→ **DIRECTION**:
Reproduce the listing word for word, leaving every picture behind.

→ **EXTRACTED RECORDS**:

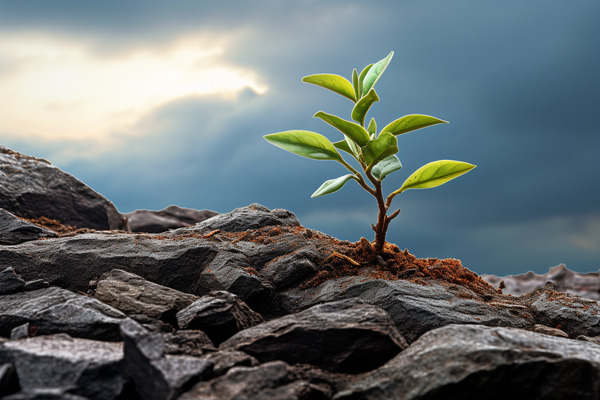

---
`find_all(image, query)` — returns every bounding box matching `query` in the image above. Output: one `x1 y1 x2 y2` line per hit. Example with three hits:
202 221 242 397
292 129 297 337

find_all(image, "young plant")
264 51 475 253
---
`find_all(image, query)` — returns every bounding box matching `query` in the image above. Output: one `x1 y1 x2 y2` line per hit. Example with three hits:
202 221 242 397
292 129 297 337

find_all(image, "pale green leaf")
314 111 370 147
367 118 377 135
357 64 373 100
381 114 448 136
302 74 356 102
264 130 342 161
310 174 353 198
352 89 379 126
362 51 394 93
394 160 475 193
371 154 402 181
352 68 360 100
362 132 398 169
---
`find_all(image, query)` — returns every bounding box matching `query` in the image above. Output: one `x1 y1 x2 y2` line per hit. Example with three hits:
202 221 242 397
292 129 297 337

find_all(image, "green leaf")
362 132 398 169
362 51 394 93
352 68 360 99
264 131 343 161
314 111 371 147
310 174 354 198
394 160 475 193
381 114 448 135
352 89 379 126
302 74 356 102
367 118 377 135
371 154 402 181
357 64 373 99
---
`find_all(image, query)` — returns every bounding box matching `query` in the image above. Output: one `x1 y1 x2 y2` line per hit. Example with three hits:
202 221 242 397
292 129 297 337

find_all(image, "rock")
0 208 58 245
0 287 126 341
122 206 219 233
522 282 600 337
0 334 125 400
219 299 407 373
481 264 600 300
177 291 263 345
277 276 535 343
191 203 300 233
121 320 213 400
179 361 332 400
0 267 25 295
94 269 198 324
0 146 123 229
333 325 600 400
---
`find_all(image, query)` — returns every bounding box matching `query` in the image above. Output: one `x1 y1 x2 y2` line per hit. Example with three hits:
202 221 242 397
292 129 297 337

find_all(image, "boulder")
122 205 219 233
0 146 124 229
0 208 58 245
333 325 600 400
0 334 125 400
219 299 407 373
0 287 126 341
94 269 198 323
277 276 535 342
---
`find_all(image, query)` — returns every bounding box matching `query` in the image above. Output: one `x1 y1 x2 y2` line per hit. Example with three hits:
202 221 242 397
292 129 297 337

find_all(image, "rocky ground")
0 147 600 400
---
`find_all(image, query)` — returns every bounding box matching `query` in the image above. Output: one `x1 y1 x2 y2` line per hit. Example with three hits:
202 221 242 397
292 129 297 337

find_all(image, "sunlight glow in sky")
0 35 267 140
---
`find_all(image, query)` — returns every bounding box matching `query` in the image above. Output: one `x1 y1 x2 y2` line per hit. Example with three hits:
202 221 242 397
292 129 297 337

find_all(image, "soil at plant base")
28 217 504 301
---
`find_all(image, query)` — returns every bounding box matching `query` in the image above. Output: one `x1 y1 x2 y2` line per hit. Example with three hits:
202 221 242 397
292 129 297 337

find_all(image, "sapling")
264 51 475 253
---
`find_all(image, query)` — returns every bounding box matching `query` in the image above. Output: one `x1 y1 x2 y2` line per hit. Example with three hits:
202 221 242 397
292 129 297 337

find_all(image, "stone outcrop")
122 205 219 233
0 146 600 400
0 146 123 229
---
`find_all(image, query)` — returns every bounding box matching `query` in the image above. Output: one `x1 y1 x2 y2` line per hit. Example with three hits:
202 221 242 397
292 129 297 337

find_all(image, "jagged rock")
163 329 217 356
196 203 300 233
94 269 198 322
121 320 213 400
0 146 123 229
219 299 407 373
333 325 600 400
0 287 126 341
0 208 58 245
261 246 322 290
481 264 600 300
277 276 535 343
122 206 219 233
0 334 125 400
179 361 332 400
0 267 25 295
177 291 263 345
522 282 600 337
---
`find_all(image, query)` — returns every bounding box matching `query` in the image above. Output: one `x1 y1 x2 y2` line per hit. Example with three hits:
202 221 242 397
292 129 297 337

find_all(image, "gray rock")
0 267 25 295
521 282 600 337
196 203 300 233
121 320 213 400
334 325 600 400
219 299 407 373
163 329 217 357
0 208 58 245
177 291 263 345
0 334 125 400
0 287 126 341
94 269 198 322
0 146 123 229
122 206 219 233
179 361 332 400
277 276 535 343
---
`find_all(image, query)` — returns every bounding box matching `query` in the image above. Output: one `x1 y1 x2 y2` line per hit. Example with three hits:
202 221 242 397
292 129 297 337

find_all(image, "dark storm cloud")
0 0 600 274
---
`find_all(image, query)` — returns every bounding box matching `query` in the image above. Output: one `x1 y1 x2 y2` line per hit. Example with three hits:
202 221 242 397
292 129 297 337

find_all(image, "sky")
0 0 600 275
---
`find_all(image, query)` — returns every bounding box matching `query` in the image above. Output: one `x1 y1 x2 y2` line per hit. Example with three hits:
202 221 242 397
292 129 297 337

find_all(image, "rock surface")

→ **RESPONSE**:
---
`find_all(image, query)` — returns every bounding box matching `query` in the image above. Output: one `x1 y1 x2 y2` line per hit. Example with three hits:
202 221 242 397
292 129 297 337

find_all(image, "young plant")
264 51 475 253
---
`find_all(image, query)` — returns every bounding box matching `query` in the image above. Output: one `x1 y1 x2 y2` line per hit. Example with three hits:
202 221 242 397
292 129 297 337

find_all(image, "pale green leaf")
314 111 370 147
367 118 377 135
357 64 373 100
381 114 448 136
302 74 356 102
264 130 342 161
310 174 353 198
352 89 379 126
362 51 394 93
394 160 475 193
371 154 402 181
352 68 360 100
362 132 398 169
---
`find_all(image, query)` — returns every bounding box matching `query` in the image above. Output: one `x1 y1 x2 y2` line per hit. Example with three hits:
202 221 242 397
292 129 297 337

find_all(image, "green leaf")
362 132 398 169
362 51 394 93
352 68 360 99
264 131 343 161
314 111 371 147
310 174 354 198
394 160 475 193
381 114 448 135
352 89 379 126
302 74 356 102
367 118 377 135
371 154 402 181
357 64 373 99
---
`find_all(image, query)` — returns every bounding box matching `query` in the image above. Output: one `x1 y1 x2 y2` line per hit. Example with three hits:
202 221 242 397
292 129 297 337

find_all(image, "rock")
0 208 58 245
0 287 126 341
122 206 219 233
522 282 600 337
0 334 125 400
219 299 407 373
481 264 600 300
177 291 263 345
277 276 535 343
191 203 300 233
121 320 213 400
179 361 332 400
0 267 25 295
94 269 198 324
0 146 123 229
333 325 600 400
---
`find_all(image, query)` — returns every bounding box matching `query` in the image above. Output: one `x1 y1 x2 y2` line per hit. Example with three hits:
202 221 242 397
292 129 297 337

find_all(image, "boulder")
122 205 219 233
0 146 124 229
0 208 58 245
333 325 600 400
0 334 125 400
219 299 407 373
0 287 126 341
94 269 198 323
277 276 535 342
---
`find_all(image, query)` — returns every bounding box matching `query` in the image above. Output: one `x1 y1 x2 y2` line per hit. Example with three hits:
202 221 242 397
292 129 297 337

find_all(image, "rocky ground")
0 147 600 400
---
`find_all(image, query)` — returns every bounding box matching `query` in the image above. Output: one `x1 y1 x2 y2` line per hit. Example with three hits:
202 221 242 397
292 129 297 337

find_all(image, "sunlight glow in sky")
0 35 267 140
---
`find_all(image, query)` — returns every bounding box matching `query` in the image above. Output: one `x1 y1 x2 y2` line per hit. Example with three hits:
202 221 242 397
292 129 297 337

find_all(image, "soil at plant base")
28 217 504 301
---
`find_all(image, query)` — returns every bounding box matching `query` in the image above. Output: one `x1 y1 x2 y2` line per hit. Example with three hits:
202 221 242 397
292 129 297 337

find_all(image, "sapling")
264 51 475 253
---
`find_all(image, query)` — returns every bounding box matching `query` in the image above. Output: one `x1 y1 x2 y2` line per hit. Example with three hits:
202 221 242 397
292 129 297 337

find_all(image, "stone outcrop")
122 205 219 233
0 146 600 400
0 146 123 229
---
`find_all(image, query)` — returns every bounding box matching `query` in the image above. Output: one `x1 y1 x2 y2` line per hit. Example with three hits:
202 221 242 397
292 129 297 337

find_all(image, "jagged rock")
163 329 217 356
196 203 300 233
94 269 198 322
121 320 213 400
0 146 123 229
219 299 407 373
333 325 600 400
0 287 126 341
0 208 58 245
261 246 322 290
481 264 600 300
277 276 535 343
122 206 219 233
0 334 125 400
179 361 332 400
0 267 25 295
177 291 263 345
522 282 600 337
---
`find_all(image, query)` — returns every bounding box matching `query` in the image above. Output: one `x1 y1 x2 y2` line per hit. Example with three hits:
202 221 242 397
292 129 297 337

find_all(image, "gray rock")
0 267 25 295
521 282 600 337
196 203 300 233
121 320 213 400
334 325 600 400
219 299 407 373
163 329 217 357
0 208 58 245
177 291 263 345
0 334 125 400
0 287 126 341
94 269 198 322
0 146 123 229
122 206 219 233
179 361 332 400
277 276 535 343
---
`find_all(image, query)` — returns every bounding box matching `query` in the image above. Output: one `x1 y1 x2 y2` line per hit. Example with three hits:
202 221 242 397
292 129 297 337

find_all(image, "dark storm cloud")
0 0 600 274
---
`find_all(image, query)` — returns every bounding box matching `query` in the image above. Output: one `x1 y1 x2 y2` line per hit. Example with three hits:
202 221 242 397
292 129 297 337

find_all(image, "sky")
0 0 600 275
---
`find_all(image, query)` — returns every bounding box matching `query` in the image above. Output: one `x1 y1 x2 y2` line per hit. Example with three hits:
202 221 242 397
292 129 297 337

find_all(image, "rock surface")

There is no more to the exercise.